[[ Records provided, beginning ]]

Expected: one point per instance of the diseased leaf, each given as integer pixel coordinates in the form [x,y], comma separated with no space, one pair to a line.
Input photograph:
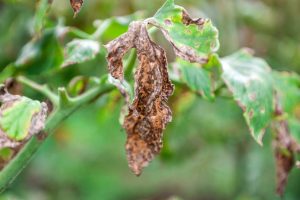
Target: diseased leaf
[284,150]
[76,5]
[113,27]
[20,118]
[79,51]
[197,78]
[192,39]
[287,86]
[149,112]
[249,79]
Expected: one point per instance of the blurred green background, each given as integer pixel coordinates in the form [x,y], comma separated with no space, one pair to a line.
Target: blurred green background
[208,152]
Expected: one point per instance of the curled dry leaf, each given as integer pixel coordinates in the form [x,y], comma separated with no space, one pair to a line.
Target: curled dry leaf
[149,112]
[76,5]
[20,119]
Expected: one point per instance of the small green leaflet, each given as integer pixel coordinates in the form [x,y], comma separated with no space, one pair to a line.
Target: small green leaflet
[197,78]
[79,51]
[250,80]
[192,39]
[40,14]
[21,117]
[43,53]
[287,87]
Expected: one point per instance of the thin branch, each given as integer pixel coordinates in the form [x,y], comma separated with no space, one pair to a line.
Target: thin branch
[19,162]
[43,89]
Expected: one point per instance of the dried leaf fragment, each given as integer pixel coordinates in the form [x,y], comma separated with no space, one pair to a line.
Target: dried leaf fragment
[76,5]
[20,118]
[149,112]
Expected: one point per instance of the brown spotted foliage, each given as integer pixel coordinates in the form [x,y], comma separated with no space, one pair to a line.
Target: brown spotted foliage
[149,112]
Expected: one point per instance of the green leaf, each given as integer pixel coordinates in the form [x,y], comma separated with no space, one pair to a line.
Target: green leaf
[250,80]
[42,54]
[197,78]
[40,15]
[79,51]
[193,40]
[287,87]
[21,117]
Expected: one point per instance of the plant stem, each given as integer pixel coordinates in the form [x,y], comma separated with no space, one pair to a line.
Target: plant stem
[19,162]
[43,89]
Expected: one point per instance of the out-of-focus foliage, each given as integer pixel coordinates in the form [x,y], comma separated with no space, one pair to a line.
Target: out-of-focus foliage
[208,153]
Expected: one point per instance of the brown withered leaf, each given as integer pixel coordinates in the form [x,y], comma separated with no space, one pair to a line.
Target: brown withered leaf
[149,112]
[284,147]
[76,5]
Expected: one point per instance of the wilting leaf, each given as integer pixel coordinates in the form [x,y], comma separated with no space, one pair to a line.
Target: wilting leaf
[113,27]
[249,79]
[20,118]
[284,149]
[76,5]
[287,87]
[192,39]
[42,54]
[79,51]
[197,78]
[149,112]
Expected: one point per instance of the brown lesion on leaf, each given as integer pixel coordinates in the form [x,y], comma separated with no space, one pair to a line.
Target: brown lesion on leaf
[284,147]
[76,5]
[187,20]
[149,112]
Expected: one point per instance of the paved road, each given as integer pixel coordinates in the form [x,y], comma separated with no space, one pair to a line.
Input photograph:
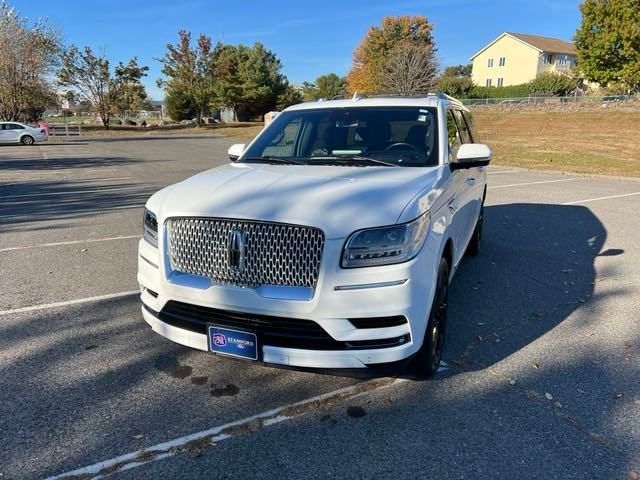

[[ Records provided, end ]]

## What is expected
Without the pictures, return all the records precisely as they stand.

## Exercise output
Expected: one point per instance of the diseased leaf, each given as integer pixel coordinates in the form [x,y], comma separated with no space, one pair to a line.
Input photograph:
Target: diseased leaf
[284,150]
[76,5]
[113,27]
[20,118]
[79,51]
[197,78]
[192,39]
[287,86]
[149,112]
[249,79]
Expected: one point per instance of the blurred green background, each given as integer pixel coordinates in the form [x,y], comma separated with no space, one pair to a line.
Target: blurred green background
[208,152]
Expected: one point per instance of the curled dry leaf, each given as integer pixel coordinates in the form [x,y], comma separated with no space, one pair to a line.
Target: curled dry leaf
[149,112]
[76,5]
[20,119]
Expected: one point per instance of the small green leaflet, each given as integer pixel coordinates in the form [x,y], comma separated with no space, one pair to a line.
Target: small green leaflet
[197,78]
[79,51]
[250,80]
[192,39]
[40,14]
[21,117]
[43,53]
[287,87]
Expected: one point per instance of the thin branch, each given as integer pixel coordinates in the form [x,y], comma separated with no space, one pair to a line.
Target: thin branch
[19,162]
[43,89]
Expected: one point per instance of the dried leaf fragment, each given as integer pixel coordinates in the form [x,y], comma separated with no space, one pair to a line.
Target: dried leaf fragment
[76,5]
[20,118]
[149,112]
Expected: one point per instance of the brown spotted foliage, each given as integer pixel coordinates in the form [x,y], comma separated with no space, one pair to a line.
Target: brown spotted foliage
[149,112]
Expected: one point per instance of the green leaf, each given as integer pixel coordinates in the form [x,y], comma separated with no space, one pair to a line.
Target: green leaf
[250,80]
[42,54]
[197,78]
[40,15]
[79,51]
[193,40]
[287,87]
[21,117]
Expected: one point per instance of the plant stem, each given as integer pixel coordinates in the form [x,y], comma separated with no space, one pair to a line.
Target: plant stem
[19,162]
[43,89]
Expected: one point per instance of the out-of-focus foliage, each given as integer pixel coordinates in the form [x,y], comma separated with no space, one pair to a line.
Target: out-of-focus foliage
[208,153]
Expected: one point per instance of the brown withered leaf, each given as integer pixel coordinates in the form [x,y], comma separated with no space, one pair to a line.
Target: brown withered leaf
[149,112]
[284,147]
[76,5]
Expected: one point per instance of the wilting leaf, each given as integer pixel coordinates in the form [x,y], comma separated with no space, one pair to a line.
Target: wilting leaf
[113,27]
[249,79]
[20,118]
[284,149]
[76,5]
[287,87]
[192,39]
[42,54]
[79,51]
[197,78]
[149,112]
Expected: one point per instance of the brown lesion on leaf, each given as integer pixel coordinates in the form [x,y], comma separated with no space, one pair to a line.
Target: brown lesion on leaf
[284,147]
[76,5]
[187,20]
[149,112]
Expected: one point per instance of the paved road, each given as integer pixel coordinates in the form [x,y], comma separated with no space, one pair to a line.
Input photograph:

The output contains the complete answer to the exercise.